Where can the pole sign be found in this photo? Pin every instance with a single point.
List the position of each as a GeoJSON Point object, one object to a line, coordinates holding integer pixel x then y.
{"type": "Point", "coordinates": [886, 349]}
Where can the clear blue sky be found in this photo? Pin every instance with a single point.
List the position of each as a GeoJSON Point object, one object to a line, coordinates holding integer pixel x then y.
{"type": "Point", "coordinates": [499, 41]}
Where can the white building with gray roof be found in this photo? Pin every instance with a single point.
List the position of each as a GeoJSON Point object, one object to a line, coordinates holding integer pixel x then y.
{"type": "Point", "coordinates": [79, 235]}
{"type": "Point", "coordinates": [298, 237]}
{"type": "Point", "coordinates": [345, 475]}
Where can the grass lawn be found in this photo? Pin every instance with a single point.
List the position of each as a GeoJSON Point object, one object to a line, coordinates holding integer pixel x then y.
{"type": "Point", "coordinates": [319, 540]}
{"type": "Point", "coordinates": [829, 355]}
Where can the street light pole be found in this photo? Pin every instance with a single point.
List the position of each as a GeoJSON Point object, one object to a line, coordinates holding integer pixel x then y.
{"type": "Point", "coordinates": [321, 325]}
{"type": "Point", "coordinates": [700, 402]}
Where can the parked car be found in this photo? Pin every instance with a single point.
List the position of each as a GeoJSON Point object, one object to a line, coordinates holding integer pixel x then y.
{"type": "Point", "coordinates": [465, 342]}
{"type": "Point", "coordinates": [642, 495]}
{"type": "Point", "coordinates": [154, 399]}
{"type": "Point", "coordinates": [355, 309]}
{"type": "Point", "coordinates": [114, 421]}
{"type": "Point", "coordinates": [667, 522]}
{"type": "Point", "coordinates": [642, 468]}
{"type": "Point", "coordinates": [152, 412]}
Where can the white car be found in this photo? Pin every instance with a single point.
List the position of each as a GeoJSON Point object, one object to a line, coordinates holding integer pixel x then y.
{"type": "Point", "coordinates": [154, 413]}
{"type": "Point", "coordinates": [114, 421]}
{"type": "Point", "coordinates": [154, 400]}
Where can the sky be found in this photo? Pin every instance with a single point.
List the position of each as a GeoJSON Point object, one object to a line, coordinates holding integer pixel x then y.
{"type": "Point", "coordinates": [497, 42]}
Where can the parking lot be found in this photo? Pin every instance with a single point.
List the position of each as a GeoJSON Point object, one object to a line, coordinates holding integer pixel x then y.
==================================================
▶ [Directions for this task]: Give the number of lines in the records above in which the word "single" appears. Include no other text.

▶ [Reply to the exercise]: 9